▶ **What to work on**
Reproduce all entries precisely as they are written.

▶ **Referring expression grounding data**
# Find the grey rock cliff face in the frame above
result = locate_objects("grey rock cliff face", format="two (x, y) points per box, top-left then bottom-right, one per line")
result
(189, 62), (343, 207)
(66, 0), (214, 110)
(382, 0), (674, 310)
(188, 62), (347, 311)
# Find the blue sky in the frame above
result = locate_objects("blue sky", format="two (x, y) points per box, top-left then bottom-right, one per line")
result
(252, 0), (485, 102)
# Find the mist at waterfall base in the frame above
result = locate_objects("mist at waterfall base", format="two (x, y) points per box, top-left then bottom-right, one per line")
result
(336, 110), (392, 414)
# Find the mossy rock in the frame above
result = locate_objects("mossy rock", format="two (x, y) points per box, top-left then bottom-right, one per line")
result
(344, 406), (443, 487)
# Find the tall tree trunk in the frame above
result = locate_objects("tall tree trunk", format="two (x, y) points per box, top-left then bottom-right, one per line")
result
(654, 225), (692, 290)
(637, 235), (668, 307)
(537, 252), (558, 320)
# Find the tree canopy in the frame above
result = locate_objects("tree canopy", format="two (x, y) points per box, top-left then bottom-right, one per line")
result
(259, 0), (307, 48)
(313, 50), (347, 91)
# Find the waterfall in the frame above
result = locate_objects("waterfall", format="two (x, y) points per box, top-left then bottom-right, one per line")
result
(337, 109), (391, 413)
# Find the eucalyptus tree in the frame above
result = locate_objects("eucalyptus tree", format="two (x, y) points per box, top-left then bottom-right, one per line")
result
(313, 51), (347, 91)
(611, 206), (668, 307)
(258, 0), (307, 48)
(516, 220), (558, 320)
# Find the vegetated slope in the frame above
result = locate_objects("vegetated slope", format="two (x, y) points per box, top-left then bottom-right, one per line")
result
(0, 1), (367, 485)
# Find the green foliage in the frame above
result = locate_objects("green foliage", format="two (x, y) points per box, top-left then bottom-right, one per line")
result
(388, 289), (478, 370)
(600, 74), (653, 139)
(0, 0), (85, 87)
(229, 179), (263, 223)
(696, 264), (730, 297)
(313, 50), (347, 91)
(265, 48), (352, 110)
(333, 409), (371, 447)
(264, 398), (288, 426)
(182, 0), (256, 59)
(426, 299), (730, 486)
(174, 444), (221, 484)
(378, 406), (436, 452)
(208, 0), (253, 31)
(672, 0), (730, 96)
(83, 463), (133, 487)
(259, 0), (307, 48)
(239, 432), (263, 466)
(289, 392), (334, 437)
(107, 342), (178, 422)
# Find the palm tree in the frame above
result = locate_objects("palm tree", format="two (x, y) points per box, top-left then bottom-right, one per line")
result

▶ **Expected answer**
# Find the grey rock cliff face in the frame above
result = locate_objects("grey rock cliff face", format="two (x, y) points per box, top-left then bottom-right, one per line")
result
(189, 62), (343, 207)
(66, 0), (214, 110)
(382, 0), (674, 310)
(188, 62), (347, 311)
# Find the blue sky in the frame above
result = locate_objects("blue sky", format="two (x, y) points per box, top-left then bottom-right, one per line")
result
(252, 0), (485, 102)
# Find the mist at waterfall base in the frame above
result = locate_objects("mist at waterfall base", format="two (x, y) points per box, top-left then bottom-right, one per line")
result
(336, 110), (392, 414)
# Find the mossy rock in the frame above
result = locate_objects("mossy rock", format="two (x, y) points per box, top-left then bottom-right, one per line")
result
(344, 406), (443, 487)
# Find the tall tree trunk in the frame above
result = locate_objects("tall tree trunk", format="two (x, y) points per box, top-left then bottom-right, one per line")
result
(654, 225), (692, 290)
(637, 235), (668, 307)
(537, 252), (558, 320)
# Find the tree canopy in the frame above
result = locate_objects("tree canopy", format="two (x, y) points per box, top-left then bottom-right, one per line")
result
(259, 0), (307, 48)
(313, 50), (347, 91)
# Find the waterfall in the frame above
result = locate_objects("waterfall", format="two (x, y) points per box, top-left then bottom-right, one per line")
result
(337, 109), (391, 413)
# Find the eucalyptus tree in the frame above
result = locate_objects("eucalyptus tree", format="two (x, y) points per box, top-left then bottom-right, one per line")
result
(313, 51), (347, 91)
(611, 206), (668, 307)
(258, 0), (307, 48)
(516, 220), (558, 320)
# Find the vegetated slope in the frame above
result = locate_objects("vegetated slope", format="two (x, y) points per box, top-left then bottom-right, one per line")
result
(0, 1), (367, 485)
# Find the green foliage in the frame above
result = locate_objects("green foliage", format="two (x, y) points per box, top-left then bottom-right, one per line")
result
(388, 289), (478, 370)
(600, 74), (653, 139)
(0, 0), (85, 87)
(229, 179), (263, 223)
(696, 264), (730, 297)
(313, 50), (347, 91)
(265, 48), (352, 110)
(333, 409), (371, 447)
(264, 398), (288, 426)
(182, 0), (256, 59)
(426, 299), (730, 486)
(174, 444), (221, 484)
(378, 406), (436, 452)
(208, 0), (253, 31)
(672, 0), (730, 96)
(83, 463), (133, 487)
(259, 0), (307, 48)
(239, 432), (263, 466)
(289, 392), (334, 437)
(107, 342), (178, 422)
# Find the palm tree in the frame above
result = locate_objects("palm tree", format="two (x, y) points per box, top-left then bottom-right, one per line")
result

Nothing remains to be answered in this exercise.